(Point annotation records)
****************

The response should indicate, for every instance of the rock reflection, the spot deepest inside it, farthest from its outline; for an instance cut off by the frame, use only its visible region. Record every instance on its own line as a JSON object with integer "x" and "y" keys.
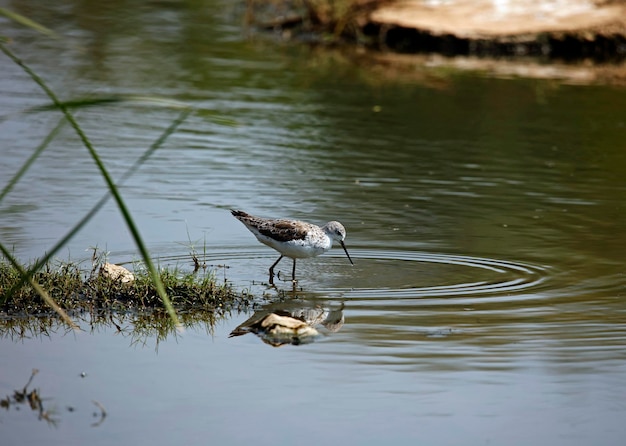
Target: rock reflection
{"x": 292, "y": 323}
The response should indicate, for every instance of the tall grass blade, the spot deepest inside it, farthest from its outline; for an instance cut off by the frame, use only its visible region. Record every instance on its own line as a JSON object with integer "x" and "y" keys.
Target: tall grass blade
{"x": 13, "y": 181}
{"x": 94, "y": 210}
{"x": 44, "y": 295}
{"x": 111, "y": 185}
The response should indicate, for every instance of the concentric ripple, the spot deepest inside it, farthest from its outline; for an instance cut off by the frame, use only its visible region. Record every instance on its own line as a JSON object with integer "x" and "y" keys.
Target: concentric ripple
{"x": 455, "y": 275}
{"x": 392, "y": 273}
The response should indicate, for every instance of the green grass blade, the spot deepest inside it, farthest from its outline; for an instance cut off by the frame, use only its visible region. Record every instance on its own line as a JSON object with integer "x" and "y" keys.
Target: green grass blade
{"x": 111, "y": 185}
{"x": 44, "y": 295}
{"x": 94, "y": 210}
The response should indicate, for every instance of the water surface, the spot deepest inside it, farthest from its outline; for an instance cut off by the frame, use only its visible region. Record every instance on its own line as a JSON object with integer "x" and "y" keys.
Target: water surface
{"x": 485, "y": 217}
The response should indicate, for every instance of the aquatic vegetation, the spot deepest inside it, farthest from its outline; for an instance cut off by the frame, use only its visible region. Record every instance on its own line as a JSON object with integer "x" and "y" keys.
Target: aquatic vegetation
{"x": 75, "y": 289}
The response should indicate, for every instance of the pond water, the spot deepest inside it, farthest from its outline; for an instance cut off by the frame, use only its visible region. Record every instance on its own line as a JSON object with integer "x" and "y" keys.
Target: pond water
{"x": 486, "y": 218}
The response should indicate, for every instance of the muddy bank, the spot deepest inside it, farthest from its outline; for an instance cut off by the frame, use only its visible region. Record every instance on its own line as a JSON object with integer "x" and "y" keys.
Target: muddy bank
{"x": 564, "y": 29}
{"x": 577, "y": 41}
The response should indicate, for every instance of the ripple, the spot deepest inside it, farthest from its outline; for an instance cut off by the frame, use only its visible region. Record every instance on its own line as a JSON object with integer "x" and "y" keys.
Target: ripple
{"x": 461, "y": 275}
{"x": 392, "y": 274}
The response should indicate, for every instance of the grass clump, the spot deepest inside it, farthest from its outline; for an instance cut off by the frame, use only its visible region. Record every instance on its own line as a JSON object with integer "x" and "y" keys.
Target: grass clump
{"x": 77, "y": 290}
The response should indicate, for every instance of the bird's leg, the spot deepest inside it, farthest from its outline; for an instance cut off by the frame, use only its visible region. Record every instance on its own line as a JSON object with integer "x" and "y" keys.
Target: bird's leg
{"x": 272, "y": 268}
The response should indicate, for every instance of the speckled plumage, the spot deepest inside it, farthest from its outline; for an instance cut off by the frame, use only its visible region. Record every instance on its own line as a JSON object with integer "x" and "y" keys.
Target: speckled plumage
{"x": 293, "y": 238}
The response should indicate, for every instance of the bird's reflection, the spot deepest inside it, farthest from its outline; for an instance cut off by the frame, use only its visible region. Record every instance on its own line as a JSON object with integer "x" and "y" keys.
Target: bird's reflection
{"x": 291, "y": 322}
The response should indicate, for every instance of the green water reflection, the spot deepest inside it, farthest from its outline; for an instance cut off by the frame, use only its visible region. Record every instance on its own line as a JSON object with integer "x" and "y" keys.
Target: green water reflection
{"x": 431, "y": 163}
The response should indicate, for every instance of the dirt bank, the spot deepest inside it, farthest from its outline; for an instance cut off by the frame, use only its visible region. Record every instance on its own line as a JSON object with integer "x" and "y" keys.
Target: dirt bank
{"x": 569, "y": 29}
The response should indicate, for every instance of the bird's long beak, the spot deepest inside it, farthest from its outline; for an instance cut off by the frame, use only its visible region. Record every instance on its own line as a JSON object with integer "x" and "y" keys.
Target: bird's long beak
{"x": 344, "y": 248}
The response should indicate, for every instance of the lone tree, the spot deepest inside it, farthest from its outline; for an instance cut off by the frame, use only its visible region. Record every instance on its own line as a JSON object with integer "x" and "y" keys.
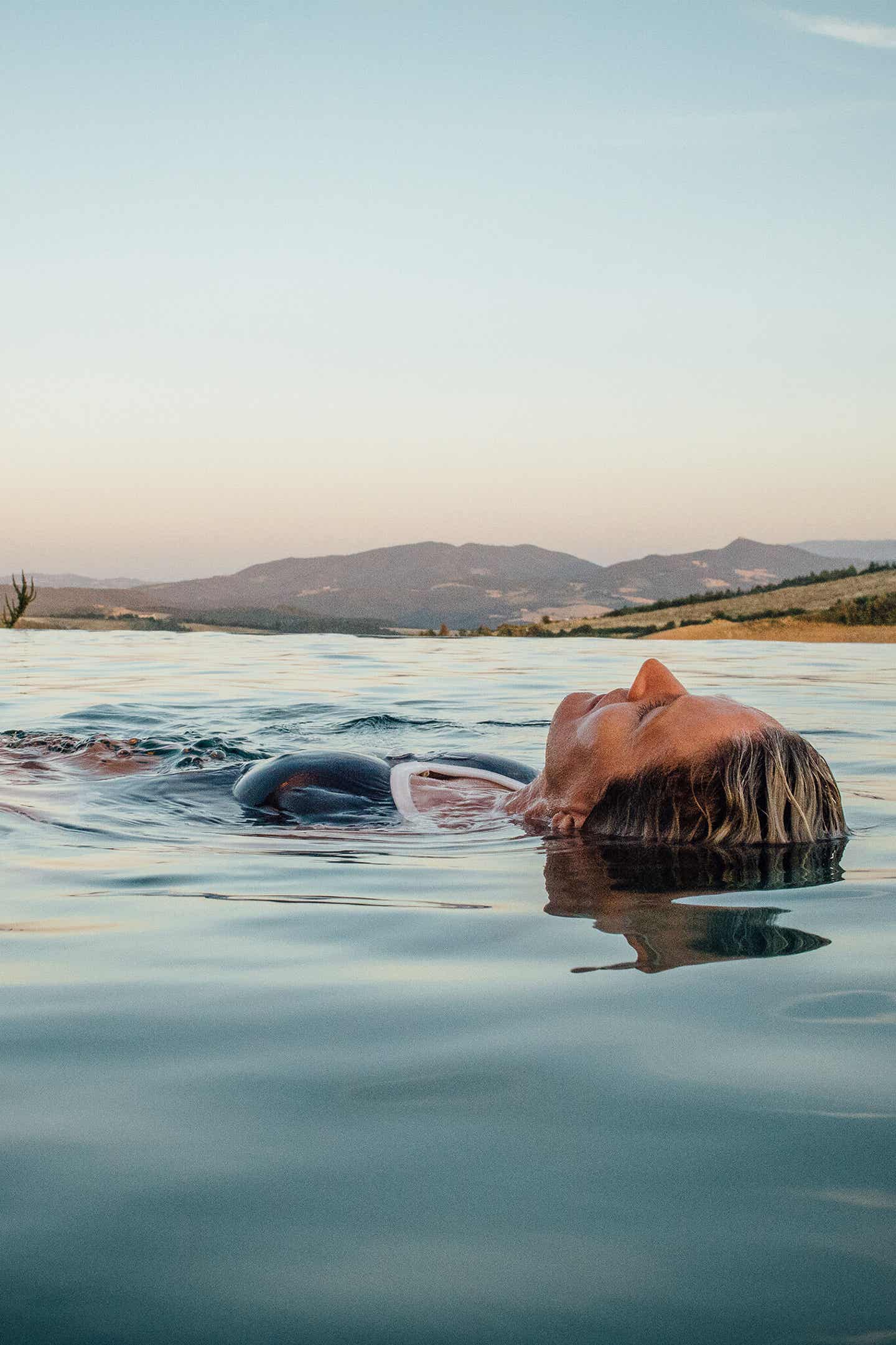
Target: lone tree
{"x": 25, "y": 592}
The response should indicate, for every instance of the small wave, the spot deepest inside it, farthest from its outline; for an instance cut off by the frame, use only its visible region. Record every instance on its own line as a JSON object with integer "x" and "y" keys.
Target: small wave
{"x": 320, "y": 899}
{"x": 516, "y": 724}
{"x": 386, "y": 723}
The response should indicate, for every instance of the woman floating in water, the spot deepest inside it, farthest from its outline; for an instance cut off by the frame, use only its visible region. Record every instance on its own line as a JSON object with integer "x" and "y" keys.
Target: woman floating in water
{"x": 648, "y": 763}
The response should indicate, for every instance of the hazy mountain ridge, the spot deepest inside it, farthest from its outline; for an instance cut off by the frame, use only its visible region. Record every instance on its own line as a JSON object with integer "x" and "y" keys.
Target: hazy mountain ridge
{"x": 851, "y": 549}
{"x": 427, "y": 583}
{"x": 84, "y": 581}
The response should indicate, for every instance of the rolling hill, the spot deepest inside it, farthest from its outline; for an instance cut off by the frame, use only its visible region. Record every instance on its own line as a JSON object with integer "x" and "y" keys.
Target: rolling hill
{"x": 427, "y": 583}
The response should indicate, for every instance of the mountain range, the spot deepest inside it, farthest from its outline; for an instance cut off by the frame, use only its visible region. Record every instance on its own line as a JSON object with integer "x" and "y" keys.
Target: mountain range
{"x": 423, "y": 584}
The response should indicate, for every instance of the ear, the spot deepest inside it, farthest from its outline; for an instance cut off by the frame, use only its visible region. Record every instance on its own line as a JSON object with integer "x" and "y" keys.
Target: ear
{"x": 566, "y": 823}
{"x": 654, "y": 678}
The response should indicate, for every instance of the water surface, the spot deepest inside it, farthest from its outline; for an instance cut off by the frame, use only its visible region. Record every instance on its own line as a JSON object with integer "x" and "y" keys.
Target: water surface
{"x": 289, "y": 1084}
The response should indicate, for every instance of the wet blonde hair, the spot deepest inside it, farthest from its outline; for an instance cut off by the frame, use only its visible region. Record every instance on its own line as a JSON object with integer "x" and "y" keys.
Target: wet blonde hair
{"x": 768, "y": 787}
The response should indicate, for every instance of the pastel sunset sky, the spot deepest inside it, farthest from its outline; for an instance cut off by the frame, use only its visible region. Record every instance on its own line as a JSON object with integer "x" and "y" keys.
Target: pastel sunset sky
{"x": 284, "y": 279}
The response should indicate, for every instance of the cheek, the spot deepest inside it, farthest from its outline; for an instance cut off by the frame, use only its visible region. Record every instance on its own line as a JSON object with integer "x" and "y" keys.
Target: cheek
{"x": 602, "y": 743}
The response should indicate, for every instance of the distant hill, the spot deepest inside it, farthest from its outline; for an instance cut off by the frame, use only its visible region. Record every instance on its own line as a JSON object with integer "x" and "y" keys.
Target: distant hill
{"x": 742, "y": 564}
{"x": 427, "y": 583}
{"x": 851, "y": 549}
{"x": 81, "y": 581}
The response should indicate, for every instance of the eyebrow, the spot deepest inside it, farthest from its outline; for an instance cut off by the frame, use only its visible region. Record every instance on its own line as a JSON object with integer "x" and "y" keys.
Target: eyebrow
{"x": 643, "y": 711}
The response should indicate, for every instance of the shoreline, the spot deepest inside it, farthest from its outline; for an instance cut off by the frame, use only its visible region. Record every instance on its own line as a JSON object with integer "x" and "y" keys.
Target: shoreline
{"x": 783, "y": 629}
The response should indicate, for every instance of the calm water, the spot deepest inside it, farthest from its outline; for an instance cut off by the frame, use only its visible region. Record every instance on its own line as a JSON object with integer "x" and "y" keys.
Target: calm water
{"x": 276, "y": 1086}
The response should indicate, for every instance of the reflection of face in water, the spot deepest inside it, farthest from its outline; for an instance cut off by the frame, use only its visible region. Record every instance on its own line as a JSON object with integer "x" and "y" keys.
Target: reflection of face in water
{"x": 632, "y": 889}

****************

#### Written exercise:
Find the line that contains "The response should indicate, for every instance of the distant" in the listing above. Retype it and every line after it up to the last, exactly, and nothing else.

#### Answer below:
The response should indicate, for every instance of the distant hill, the spot deepest inside it, farthest from its outline; for an instance cut off by the frame, use only its visible region. Record every instance on its own line as a JSON object with integer "x" and "y" keys.
Target: distant hill
{"x": 742, "y": 564}
{"x": 427, "y": 583}
{"x": 851, "y": 549}
{"x": 81, "y": 581}
The response should indicate, for every instance of the eyebrow, the spot deepest inside it, farthest from its outline; for an instance cut off by the frame, use only its visible region. Record every instance on its own line as a JSON object with integer "x" and "y" keys.
Target: eyebrow
{"x": 643, "y": 711}
The response should indicate, for every instance of the shoreline, the spot deepest inside it, farthest from its outline; for an instance cut off by the frame, use only its visible region. Record every instance on its own line as a JSON object with integer "x" and "y" keys.
Target: shoreline
{"x": 783, "y": 629}
The response should indicate, for every instance of the calm water, the spot deepest inside it, farthest from its outline; for an instance cut off by the frame, use only its visible region. Record every instance on its own line as a JSON object with integer "x" and "y" keys.
Target: calm water
{"x": 276, "y": 1086}
The response should indicate, for every instance of the reflection of face in water, the spot deepest inside it, farthest from its outline; for an instance cut off by the frame, use only its visible region. Record every instance on its own line as a JSON object with integer "x" and "y" keys.
Target: reflection of face in water
{"x": 632, "y": 889}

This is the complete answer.